--- start RECORDS SHOWN ---

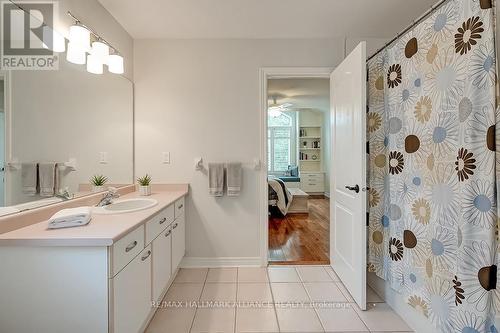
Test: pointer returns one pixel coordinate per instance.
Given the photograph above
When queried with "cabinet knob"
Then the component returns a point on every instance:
(131, 246)
(144, 257)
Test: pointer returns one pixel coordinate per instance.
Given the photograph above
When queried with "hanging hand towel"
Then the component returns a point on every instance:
(233, 179)
(70, 217)
(48, 175)
(216, 179)
(29, 177)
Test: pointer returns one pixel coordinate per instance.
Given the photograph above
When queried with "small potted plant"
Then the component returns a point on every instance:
(144, 185)
(97, 182)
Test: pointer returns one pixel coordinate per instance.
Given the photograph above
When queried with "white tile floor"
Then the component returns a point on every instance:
(290, 299)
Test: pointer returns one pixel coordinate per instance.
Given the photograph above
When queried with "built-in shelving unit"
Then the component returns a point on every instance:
(310, 128)
(309, 147)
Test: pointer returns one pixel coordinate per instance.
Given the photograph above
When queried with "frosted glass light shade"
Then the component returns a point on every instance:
(75, 54)
(115, 64)
(94, 64)
(80, 37)
(101, 51)
(52, 40)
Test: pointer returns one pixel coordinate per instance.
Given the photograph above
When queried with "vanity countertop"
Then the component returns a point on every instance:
(103, 229)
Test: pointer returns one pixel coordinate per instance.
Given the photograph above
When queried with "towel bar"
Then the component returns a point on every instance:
(255, 164)
(68, 165)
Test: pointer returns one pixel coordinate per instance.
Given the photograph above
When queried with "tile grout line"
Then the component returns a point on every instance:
(272, 299)
(236, 299)
(199, 298)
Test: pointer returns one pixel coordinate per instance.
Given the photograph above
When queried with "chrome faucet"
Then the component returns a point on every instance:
(64, 194)
(108, 197)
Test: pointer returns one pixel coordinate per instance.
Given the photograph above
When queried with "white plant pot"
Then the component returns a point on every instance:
(145, 190)
(97, 188)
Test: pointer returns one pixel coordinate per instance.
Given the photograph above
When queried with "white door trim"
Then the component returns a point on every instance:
(7, 78)
(267, 73)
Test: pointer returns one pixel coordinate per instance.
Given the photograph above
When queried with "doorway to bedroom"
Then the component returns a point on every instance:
(298, 155)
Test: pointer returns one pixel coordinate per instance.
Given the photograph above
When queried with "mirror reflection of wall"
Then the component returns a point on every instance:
(2, 141)
(60, 116)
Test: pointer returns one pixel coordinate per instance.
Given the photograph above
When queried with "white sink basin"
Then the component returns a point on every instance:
(126, 206)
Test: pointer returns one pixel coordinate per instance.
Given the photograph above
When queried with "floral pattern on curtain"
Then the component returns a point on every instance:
(432, 197)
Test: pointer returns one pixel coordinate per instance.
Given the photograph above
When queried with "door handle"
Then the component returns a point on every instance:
(354, 188)
(144, 257)
(131, 246)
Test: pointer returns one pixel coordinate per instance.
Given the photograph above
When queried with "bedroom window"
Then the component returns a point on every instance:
(279, 142)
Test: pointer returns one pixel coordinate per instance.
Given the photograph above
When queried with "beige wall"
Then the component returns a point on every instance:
(201, 98)
(69, 113)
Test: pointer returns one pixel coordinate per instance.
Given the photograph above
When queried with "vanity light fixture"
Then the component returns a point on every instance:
(79, 36)
(75, 54)
(53, 40)
(100, 50)
(115, 64)
(94, 64)
(101, 53)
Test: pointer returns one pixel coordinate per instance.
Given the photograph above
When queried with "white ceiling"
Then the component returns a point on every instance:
(302, 93)
(265, 18)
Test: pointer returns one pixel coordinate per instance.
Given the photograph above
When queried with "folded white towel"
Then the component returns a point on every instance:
(233, 179)
(29, 178)
(70, 217)
(48, 178)
(216, 179)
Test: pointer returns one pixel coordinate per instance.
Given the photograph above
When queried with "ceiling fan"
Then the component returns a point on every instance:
(275, 109)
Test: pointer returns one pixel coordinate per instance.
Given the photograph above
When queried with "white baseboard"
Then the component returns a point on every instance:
(196, 262)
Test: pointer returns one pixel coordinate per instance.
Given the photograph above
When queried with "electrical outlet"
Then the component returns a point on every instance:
(166, 157)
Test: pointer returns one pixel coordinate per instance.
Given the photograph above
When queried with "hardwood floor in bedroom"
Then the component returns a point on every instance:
(302, 239)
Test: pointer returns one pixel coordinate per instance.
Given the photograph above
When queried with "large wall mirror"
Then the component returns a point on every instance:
(68, 120)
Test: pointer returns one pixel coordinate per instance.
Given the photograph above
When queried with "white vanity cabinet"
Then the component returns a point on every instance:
(178, 240)
(146, 278)
(162, 262)
(83, 285)
(132, 294)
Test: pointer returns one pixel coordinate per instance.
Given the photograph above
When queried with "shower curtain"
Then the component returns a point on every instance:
(432, 167)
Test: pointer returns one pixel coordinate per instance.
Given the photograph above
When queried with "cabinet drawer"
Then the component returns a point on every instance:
(158, 223)
(127, 248)
(179, 207)
(131, 292)
(313, 176)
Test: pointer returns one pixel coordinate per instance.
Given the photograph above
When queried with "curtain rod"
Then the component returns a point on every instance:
(415, 22)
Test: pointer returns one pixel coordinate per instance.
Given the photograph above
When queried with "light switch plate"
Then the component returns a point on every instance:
(166, 157)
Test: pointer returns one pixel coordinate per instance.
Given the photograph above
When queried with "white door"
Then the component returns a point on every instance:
(348, 203)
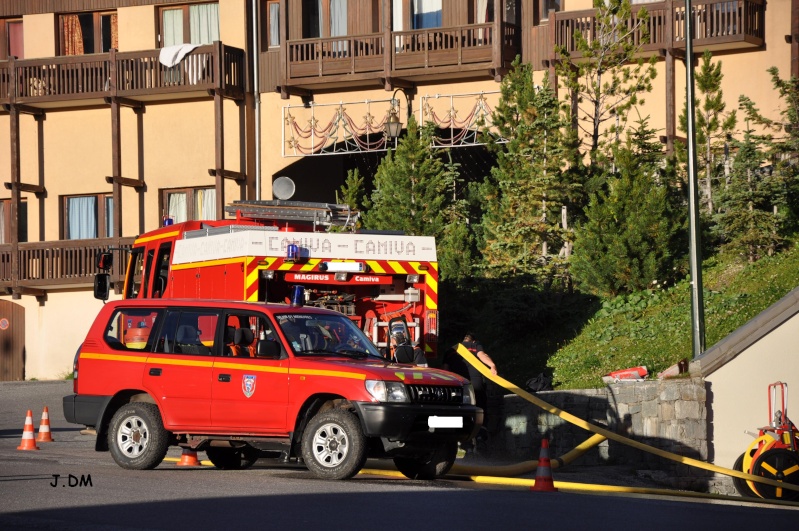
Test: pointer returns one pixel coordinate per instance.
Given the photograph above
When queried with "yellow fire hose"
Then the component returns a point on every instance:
(568, 417)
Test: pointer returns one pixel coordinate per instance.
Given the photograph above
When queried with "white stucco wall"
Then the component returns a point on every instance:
(738, 390)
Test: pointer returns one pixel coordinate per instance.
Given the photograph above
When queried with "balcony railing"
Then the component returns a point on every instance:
(59, 264)
(125, 74)
(718, 25)
(417, 52)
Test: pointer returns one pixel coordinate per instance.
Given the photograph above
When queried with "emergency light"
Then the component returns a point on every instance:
(343, 267)
(297, 296)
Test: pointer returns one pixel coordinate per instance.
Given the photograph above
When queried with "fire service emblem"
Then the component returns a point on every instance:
(248, 385)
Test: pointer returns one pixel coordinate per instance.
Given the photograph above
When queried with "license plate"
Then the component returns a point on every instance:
(445, 422)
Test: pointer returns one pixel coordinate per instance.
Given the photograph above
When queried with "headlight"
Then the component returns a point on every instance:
(387, 391)
(468, 395)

--- end RECORDS SHOWN ---

- TO BE DONE
Repeat all of the data above word for word, minus the pictures.

- EXPECTED OUTPUT
Test: pointer returns one pixel coordinate per instance.
Given the photograph above
When queried with "cabinet knob"
Then the component returns a point on every instance:
(131, 246)
(144, 257)
Test: pointer returns one pixel coordinate per instance.
Given the photograph above
When queried with "hanging hand towel"
Then the component returns a point on every instance:
(233, 179)
(70, 217)
(48, 175)
(216, 179)
(29, 177)
Test: pointer returns one pixel coordinate per instance.
Given the photograph above
When queried with "small potted plant"
Then the component returns a point on every instance:
(144, 185)
(97, 182)
Test: pointer returns one pixel coordinate per instance.
Given the photograph above
When queried with "white tile floor"
Then the component returns a point on every instance:
(290, 299)
Test: pointer returns one pixel coordinate per instance.
Given the photograph above
When queried with "built-in shelving unit"
Then the component returns a point on every instance:
(310, 128)
(309, 147)
Test: pointer returns one pixel coordinate per instance.
Given the photograph above
When queried with "frosted glass light shade"
Then the component returns a point on every instance:
(75, 54)
(115, 64)
(94, 64)
(80, 37)
(101, 51)
(52, 40)
Test: pointer returns one pixel coordinate per instance.
Given the photograph above
When queried with "vanity countertop"
Then the component returns a point on every instance:
(103, 229)
Test: pointer returns one pixel coordinate per instance.
Given the photograph above
When queried with "towel bar"
Then the component returns a point on every instance:
(255, 164)
(68, 165)
Test: pointer returns one pixel coordinate per instance.
Given the photograph above
When queried with "tile grout line"
Then the component returns a point on every instance:
(272, 299)
(236, 299)
(199, 298)
Test: pointer returns one pixel coordinate per instance.
Given the photograph above
When queried with "chrome faucet"
Then the component returns a point on every instance:
(64, 194)
(108, 197)
Test: pointer returns one pixel coordinate per instance.
Given the photograph above
When queried with "white plant pot"
Then the component returns a point on every instance:
(145, 190)
(97, 188)
Test: pointer returns one pixel coordinate per instance.
Given the photograph above
When queried with "white door trim"
Then the component returns a point on every instance:
(7, 78)
(267, 73)
Test: pointer returns one pixel coordinate per instance.
Given the photograph above
When queried with "doorway to bedroom"
Then the component returns a point on every instance:
(298, 155)
Test: pointer returns one pixel coordinate per instance.
Given the photograph above
When queried with "mirror reflection of wall"
Then the component returns a point on every instance:
(2, 141)
(60, 116)
Test: pointer returns one pixel coordinate per instance.
Given the photograph above
When queried with "white sink basin"
Then the component returns a point on every instance:
(126, 206)
Test: pointer returns one pixel coordinate per instance.
Given the photograph above
When queried with "floral pattern on curtain"
Then the component returns a point on every instance:
(432, 197)
Test: pointer returns one pixel coordinate per instance.
Given the photograph above
When queried with "door handle"
Then the component returns a point on every instance:
(354, 188)
(144, 257)
(131, 246)
Test: pointer returns one pixel coordinate per instance.
Given the photograph above
When queried with "bedroom window"
Then the component returns a point on every instance:
(279, 142)
Test: pointer returns one pixel coordinate per instance.
Given the photograph above
When queried with "beige wall"
Then the component returns a point on every instance:
(201, 98)
(69, 113)
Test: pointer returns one pixel coordinate per instance.
Given the photograph above
When queried with "vanity light fixture"
Then the component returns a point on every instance:
(79, 36)
(75, 54)
(53, 40)
(100, 50)
(115, 64)
(94, 64)
(101, 53)
Test: pointer returns one pixel coordinate per instance.
Given the photograph above
When queried with "white ceiling"
Then the component returns a point on every instance:
(302, 93)
(265, 18)
Test: pointer returns one pixel coordinate per instance.
Given the photograph above
When queried with "folded white towel"
Then the component returns a point on every instance:
(233, 179)
(29, 178)
(70, 217)
(48, 178)
(216, 179)
Test: pointer returns one pixel coordinate per instance.
Given the photograph above
When queried with "ceiling fan"
Then the component returns a point on every instance:
(275, 109)
Test: pointer returns one pixel coordinate per instance.
Given the photograph above
When queried with "white baseboard"
Then the component returns a point on every instance:
(196, 262)
Test: pointer returns one pixel coordinate per instance.
Given the photograph above
When queried with "electrical outlet"
Then the component returns a point on every instance:
(166, 157)
Test: pointer returns one pixel coordinate per instance.
Given the photograph above
When queried with "hardwood floor in bedroom"
Then the component returns a point on every instance:
(302, 239)
Test: pointer returns one pixel coordinate per instance.
Given the photograph above
When queried with "large wall mirror"
Then the component returns a point on every instance:
(68, 120)
Test: pointer returns one pixel coordinate per instance.
Given the photograph above
When queried with "white vanity cabinet"
Then the component returns a point on every instance:
(178, 240)
(146, 278)
(162, 262)
(83, 285)
(132, 294)
Test: pointer returns one pixel coordinate per instance.
Given the photograph above
When queried with "shower curtain"
Then the component returns a point on every instance:
(432, 167)
Test: pointer returns one pixel coordinate per instance.
Given the photograph above
When queried with "cabinet drawer"
Then the component returns a point on every instance:
(158, 223)
(127, 248)
(179, 207)
(131, 292)
(313, 176)
Test: pointer returns one pixel coordinate per instance.
Given the photograph above
When queried with "curtain rod"
Then the component returns a point on every instance:
(415, 22)
Test: pointer returns one pixel coordinate per instance.
Given the photograph above
When queried with "light switch plate"
Then the component returns a point on every instance:
(166, 157)
Test: pointer returns one pixel coordinate per instance.
Given the photograph above
When queried with "white door"
Then the component returns a point on every instance:
(348, 203)
Test: pointer returns one pixel coordinate per instance.
Given the photograph above
When queried with "yellow fire hose"
Then the component returns a point on every instance:
(568, 417)
Test: pointer returns one pixel coordinate per instance.
Given the photograph above
When queried with "white stucco wall"
Then the component returns a point on every instance:
(738, 390)
Test: pointer returns one pixel coordinate per instance.
Given the photograph above
When queried with "balcony railing"
Then the component returns a point on every instance:
(59, 264)
(125, 74)
(718, 25)
(417, 52)
Test: pointer returns one pixel coordinate per instance.
Given the photograph above
When queried with "emergency light"
Then the component returns a point on every instance:
(343, 267)
(297, 296)
Test: pointer returns one pixel coordinate per instance.
Given the photograph above
When queried with "fire service emblem"
Then the component returns a point on every instance:
(248, 385)
Test: pointer returns one pixel coordinate per instance.
Given the photograph above
When queried with "license plate"
Then the component returns a point on every instance:
(445, 422)
Test: pointer returns one pixel coordinate per instance.
Given the photograph above
When queried with "headlight"
Then the component returns a point on every instance:
(387, 391)
(468, 395)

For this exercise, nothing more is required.